Loitering on Useless Bay
on writing, wandering, and wasting time (and who gets permission to do any of those things)
On Whidbey Island there’s a place called Useless Bay. I discovered it while meandering on the island after finishing an event on my recent book tour. It was named Useless Bay by Captain George Vancouver who attempted to anchor his ship mid-storm and got stranded on its sandy and shallow shore.
Clearly Vancouver (whose name has since been attached to the island I now call home) didn’t consult the marine life or early human inhabitants when he named it. Useless Bay is host to a thriving ecosystem. Freshwater and saltwater mix to create a dynamic environment for salmon who find food and shelter in the eelgrass beds of its shallow waters. There’s a rich banquet of small fish not only for the salmon but for the eagles, herons and other birds that nest in the bluffs and trees along the shore. Otters, porpoises, and grey whales are all attracted by abundant food and quiet shelter from large ships.
I parked my car and took a long walk along the beach at Useless Bay. It was only afterwards that I noticed the sign telling me I was a trespasser. Access to most of the beach is reserved for those wealthy enough to own the million dollar homes along the bay.

####################

» EXERCISE TASKS
1. For each statement, say yes or no depending on whether it agrees with the Useless Bay essay, and quote the deciding words from the essay: (a) Captain George Vancouver gave Useless Bay its name. (b) The writer saw the trespassing sign before walking along the beach. (c) Most of the beach is open to the public.
2. Rewrite the part of the Useless Bay essay starting at "On Whidbey Island" and ending at "and shallow shore.", swapping "sandy" for "muddy".
3. Write the next part of the Useless Bay essay, picking up after its last sentence.
The material after this point has no connection to the Useless Bay essay.

» DATA LISTING
####################

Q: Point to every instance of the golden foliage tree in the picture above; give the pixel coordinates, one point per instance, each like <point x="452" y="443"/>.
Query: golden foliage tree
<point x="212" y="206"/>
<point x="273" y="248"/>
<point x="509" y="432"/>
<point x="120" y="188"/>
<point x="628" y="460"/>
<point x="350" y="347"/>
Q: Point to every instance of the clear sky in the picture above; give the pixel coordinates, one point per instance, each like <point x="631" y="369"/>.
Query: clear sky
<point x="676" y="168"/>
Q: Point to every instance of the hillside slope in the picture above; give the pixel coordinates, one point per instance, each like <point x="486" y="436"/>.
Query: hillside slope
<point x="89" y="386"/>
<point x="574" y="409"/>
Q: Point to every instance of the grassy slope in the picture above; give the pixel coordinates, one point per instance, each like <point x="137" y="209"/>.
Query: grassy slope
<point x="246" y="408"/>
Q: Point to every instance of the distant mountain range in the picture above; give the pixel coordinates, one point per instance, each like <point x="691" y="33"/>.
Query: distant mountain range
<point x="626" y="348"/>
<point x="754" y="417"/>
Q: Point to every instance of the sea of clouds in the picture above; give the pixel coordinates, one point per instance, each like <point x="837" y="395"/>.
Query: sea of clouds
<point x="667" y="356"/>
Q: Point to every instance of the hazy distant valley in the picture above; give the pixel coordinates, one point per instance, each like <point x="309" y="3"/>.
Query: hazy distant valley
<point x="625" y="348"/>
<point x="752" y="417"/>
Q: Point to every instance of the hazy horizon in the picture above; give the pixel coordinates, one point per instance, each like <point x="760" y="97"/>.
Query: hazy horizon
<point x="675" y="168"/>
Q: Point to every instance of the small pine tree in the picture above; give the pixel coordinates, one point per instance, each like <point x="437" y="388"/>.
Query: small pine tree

####################

» ANSWERS GIVEN
1.
(a) Yes: "It was named Useless Bay by Captain George Vancouver"
(b) No: "It was only afterwards that I noticed the sign telling me I was a trespasser."
(c) No: "Access to most of the beach is reserved for those wealthy enough to own the million dollar homes along the bay."

2.
On Whidbey Island there’s a place called Useless Bay. I discovered it while meandering on the island after finishing an event on my recent book tour. It was named Useless Bay by Captain George Vancouver who attempted to anchor his ship mid-storm and got stranded on its muddy and shallow shore.

3.
I couldn’t help but see the irony that a bay named Useless by early colonizing capitalists is now considered valuable by those who could be their descendants. Beauty has become its own commodity, it seems, and access is denied unless you’ve played well by the rules established by those early colonizing capitalists. You have to prove yourself “useful” in order to own “Useless” land.
Black poet Ross Gay once sipped coffee at a café with a “no loitering” sign and mused about who is a loiterer and who is exempt from that status. A financial transaction clearly exempts you; a Patagonia jacket might help to exempt you too. The darker your skin, though, the more likely you are to be named loiterer.
To loiter is to be unproductive, and the more cultural value you possess – determined both by skin colour and contribution to capitalism – the more permission you have to be unproductive. When you have cultural value, though, it’s no longer “loitering” but “leisure”.
I was a loiterer on Useless Bay. I hadn’t earned a right to do useless things along Useless Bay. My white skin and Eddie Bauer rain jacket helped me pass, though, so the locals I met on the beach didn’t question my presence and my transgression was revealed only when it was over.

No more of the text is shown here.